# need a low cost mapping hand held GPS



## Brett (Jul 16, 2008)

E-trex is a bare bones basic handheld
course and speed, lat long, distance traveled
waypoints and route track display
No chart capability on the one I have

Legend version can display maps/charts
plus all the rest of the other features.
Very small screen

available charts

https://buy.garmin.com/shop/shop.do?pID=173#onTheWater


----------



## Gramps (Nov 1, 2007)

Rich if you're not in a hurry I have a Garmin GPSMap 72 and Etrex Legend C that you are more than welcome to play with and see which fits you better.

But from a true chart stand point, the Etrex has much better built in "maps", but no where near a full on chart plotter. The maps are more less blue for water & green for land, but does include the channel markers and some depth indication. I've run 5-8 miles in the dark using the Etrex to stay between the markers.

The 72 has not been used much, it was a gift and I already had the Legend. Check on eBay to see how much a remanufactured unit is compared to new from BB.


----------



## richg99 (Nov 28, 2009)

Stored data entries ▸
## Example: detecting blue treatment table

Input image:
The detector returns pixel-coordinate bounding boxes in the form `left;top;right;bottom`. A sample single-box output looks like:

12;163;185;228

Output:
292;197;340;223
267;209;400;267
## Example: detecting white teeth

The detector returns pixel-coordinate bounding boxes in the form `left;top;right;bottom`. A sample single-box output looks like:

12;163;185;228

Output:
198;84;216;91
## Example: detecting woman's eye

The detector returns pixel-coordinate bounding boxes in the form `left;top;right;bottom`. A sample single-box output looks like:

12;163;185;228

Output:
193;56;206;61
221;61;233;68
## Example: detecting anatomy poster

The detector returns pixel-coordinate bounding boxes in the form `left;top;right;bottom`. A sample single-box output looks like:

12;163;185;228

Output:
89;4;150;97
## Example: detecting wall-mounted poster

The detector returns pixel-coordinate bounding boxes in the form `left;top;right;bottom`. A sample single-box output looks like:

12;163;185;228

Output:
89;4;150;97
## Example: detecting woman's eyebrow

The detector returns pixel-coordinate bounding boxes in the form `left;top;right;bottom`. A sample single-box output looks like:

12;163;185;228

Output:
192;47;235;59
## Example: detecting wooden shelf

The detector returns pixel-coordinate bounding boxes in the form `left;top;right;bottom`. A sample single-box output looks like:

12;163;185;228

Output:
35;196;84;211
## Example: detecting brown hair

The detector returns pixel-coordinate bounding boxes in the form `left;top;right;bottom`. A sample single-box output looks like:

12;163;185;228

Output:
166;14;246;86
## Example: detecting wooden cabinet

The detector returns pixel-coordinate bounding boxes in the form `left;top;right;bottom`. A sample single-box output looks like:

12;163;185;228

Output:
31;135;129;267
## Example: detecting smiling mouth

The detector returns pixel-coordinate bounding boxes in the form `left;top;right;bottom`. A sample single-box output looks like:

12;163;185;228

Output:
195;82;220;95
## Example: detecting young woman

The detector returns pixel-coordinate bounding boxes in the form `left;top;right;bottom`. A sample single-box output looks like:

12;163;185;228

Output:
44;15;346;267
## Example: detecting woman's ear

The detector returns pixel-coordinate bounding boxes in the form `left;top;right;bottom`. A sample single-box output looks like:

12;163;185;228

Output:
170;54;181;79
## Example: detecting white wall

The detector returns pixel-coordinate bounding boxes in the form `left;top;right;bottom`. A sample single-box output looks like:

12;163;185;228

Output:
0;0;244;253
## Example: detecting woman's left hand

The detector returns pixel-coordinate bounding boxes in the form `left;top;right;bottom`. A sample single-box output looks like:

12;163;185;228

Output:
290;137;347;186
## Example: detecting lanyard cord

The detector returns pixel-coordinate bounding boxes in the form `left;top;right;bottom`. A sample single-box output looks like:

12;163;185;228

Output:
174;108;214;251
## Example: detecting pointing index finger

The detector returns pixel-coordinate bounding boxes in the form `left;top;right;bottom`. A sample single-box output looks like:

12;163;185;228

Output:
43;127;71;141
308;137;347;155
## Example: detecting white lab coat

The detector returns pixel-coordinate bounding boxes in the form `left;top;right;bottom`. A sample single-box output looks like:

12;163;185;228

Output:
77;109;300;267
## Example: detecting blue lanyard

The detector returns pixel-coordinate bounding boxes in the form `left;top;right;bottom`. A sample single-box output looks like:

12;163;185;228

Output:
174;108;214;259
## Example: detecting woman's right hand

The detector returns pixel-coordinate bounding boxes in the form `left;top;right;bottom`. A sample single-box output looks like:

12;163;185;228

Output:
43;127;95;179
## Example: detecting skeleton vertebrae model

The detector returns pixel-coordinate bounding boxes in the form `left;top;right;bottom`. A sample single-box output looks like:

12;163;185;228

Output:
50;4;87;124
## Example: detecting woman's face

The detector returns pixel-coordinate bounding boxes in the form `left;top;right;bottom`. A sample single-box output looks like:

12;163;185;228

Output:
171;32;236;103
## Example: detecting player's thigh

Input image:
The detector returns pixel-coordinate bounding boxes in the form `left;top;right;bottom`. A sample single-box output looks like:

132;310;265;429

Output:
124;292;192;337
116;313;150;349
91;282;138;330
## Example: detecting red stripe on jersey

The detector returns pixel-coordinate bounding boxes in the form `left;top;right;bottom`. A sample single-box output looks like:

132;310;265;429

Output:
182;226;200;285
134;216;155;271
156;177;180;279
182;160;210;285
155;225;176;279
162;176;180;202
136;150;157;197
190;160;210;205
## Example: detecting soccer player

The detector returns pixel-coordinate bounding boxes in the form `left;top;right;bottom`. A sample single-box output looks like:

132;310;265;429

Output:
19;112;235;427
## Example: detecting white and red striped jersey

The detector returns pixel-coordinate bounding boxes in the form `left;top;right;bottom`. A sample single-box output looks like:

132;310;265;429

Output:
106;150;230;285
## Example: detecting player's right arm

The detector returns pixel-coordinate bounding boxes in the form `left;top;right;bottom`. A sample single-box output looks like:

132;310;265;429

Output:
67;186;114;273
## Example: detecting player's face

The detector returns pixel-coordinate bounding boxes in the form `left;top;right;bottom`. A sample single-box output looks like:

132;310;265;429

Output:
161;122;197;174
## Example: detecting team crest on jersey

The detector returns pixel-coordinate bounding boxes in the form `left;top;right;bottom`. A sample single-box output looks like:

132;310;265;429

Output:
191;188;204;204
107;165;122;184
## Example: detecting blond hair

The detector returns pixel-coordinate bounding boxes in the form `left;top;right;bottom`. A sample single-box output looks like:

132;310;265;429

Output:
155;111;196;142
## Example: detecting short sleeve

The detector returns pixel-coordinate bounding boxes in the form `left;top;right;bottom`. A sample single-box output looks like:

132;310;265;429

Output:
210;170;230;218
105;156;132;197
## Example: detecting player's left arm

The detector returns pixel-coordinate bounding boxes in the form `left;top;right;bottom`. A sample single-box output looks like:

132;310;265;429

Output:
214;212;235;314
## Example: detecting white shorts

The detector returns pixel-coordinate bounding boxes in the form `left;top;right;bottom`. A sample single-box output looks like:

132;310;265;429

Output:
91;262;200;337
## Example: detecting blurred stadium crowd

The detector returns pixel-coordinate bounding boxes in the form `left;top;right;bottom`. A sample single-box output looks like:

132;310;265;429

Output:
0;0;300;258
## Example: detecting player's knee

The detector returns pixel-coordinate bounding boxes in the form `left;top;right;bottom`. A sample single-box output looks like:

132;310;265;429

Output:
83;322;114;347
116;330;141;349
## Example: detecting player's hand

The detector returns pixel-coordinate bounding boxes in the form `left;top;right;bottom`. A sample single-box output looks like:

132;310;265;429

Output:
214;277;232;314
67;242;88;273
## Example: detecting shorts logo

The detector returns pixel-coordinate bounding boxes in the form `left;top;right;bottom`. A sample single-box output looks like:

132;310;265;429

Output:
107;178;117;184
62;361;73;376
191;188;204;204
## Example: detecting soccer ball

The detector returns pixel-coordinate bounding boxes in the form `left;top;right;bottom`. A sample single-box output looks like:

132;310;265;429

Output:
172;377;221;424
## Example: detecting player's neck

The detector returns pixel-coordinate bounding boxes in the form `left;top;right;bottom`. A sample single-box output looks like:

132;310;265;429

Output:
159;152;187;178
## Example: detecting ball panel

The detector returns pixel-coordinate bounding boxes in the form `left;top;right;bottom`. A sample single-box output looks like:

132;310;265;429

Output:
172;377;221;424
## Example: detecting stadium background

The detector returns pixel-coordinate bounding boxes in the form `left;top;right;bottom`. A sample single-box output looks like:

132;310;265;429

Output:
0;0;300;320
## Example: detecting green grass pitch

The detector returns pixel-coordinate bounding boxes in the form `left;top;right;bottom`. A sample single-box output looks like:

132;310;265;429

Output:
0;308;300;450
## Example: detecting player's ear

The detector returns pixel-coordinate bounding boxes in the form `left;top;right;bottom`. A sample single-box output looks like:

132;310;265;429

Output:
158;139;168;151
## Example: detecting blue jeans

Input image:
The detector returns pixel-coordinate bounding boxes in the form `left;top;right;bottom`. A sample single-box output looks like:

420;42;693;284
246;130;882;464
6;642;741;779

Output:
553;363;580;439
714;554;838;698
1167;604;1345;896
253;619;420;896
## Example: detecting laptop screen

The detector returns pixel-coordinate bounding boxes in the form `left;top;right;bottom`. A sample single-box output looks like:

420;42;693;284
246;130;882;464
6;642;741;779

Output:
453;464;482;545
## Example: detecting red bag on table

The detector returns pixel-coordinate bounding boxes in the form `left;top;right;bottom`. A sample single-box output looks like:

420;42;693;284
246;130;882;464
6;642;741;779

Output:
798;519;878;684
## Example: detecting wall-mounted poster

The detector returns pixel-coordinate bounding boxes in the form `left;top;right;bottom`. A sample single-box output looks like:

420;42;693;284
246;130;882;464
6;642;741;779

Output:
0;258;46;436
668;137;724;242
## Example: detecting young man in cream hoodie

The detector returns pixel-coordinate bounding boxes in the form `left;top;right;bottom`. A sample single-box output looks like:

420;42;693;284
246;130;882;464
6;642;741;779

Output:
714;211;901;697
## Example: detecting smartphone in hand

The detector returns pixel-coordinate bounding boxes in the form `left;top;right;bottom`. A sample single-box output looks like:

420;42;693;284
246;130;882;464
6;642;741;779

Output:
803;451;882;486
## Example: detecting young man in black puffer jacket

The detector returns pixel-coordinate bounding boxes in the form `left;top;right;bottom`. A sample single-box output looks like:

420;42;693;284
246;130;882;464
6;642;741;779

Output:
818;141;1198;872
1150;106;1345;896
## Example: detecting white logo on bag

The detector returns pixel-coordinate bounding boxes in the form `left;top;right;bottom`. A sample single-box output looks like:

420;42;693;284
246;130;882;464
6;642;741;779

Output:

Work to complete ▸
1. Summarize the forum thread on handheld GPS units in two sentences.
2. Write what comes next in the forum thread on handheld GPS units, starting after its final line.

Results by task ▸
1. Brett describes the E-trex as a basic handheld that shows course, speed, latitude and longitude, distance traveled, waypoints and route tracks but has no chart capability, while the Legend version can display maps and charts on a very small screen. Gramps offers Rich the chance to try his Garmin GPSMap 72 and Etrex Legend C, noting that the Etrex's built-in maps show water, land, channel markers and some depth but come nowhere near a full chart plotter.

2.
Gramps...yep, just seeing the "map" on one of these devices would help. So far, it appears that I will have to pop for, at least, added maps to get the detail that I need. 

My target is some marshes East of Houston. I don't want to get lost back in there. Between the mosquitoes and the gators...not a good idea.

When are you heading over this way? rich


----------



## Gramps (Nov 1, 2007)

Marshes east of Houston, Anahuac? You're speaking my language! I think there will have to be some field testing.

The detailed maps may not be required. The handhelds are accurate within 10', if your on idle / low speed it is easy to re-run your marked track back to a known position. 

I'm heading that way the end of next week, should be in Humble by Wednesday the 3rd at the latest.


----------



## richg99 (Nov 28, 2009)

Well,. it will be good to finally meet you.  Send me an email as soon as you have time.

re the marshes ..Take a look at   Cove, TX  on Google Earth and you will see what I mean.  My track will take me to "jack's pocket" on the upper reaches of Trinity bay.

Incidentally, Galveston bay---which includes Trinity bay--- is said to be the third largest bay system in the US ...  525 square miles of water.  Lots of places to go and fish.  Rich


----------



## Gramps (Nov 1, 2007)

Yes sir. We are talking about the same thing. I've read some about launching from an area called "Goo Hole" and issues there. If you drivea little further there are two others launches to hit Jack's.

I'll email you soon!


----------



## richg99 (Nov 28, 2009)

Yep, Gou Hole road leads exactly to the launch in question. It appears that I can start fishing a few minutes from the launch and just work my way down to Galveston/Trinity bay slowly. If the reds are biting that far North, then I'll never need a GPS.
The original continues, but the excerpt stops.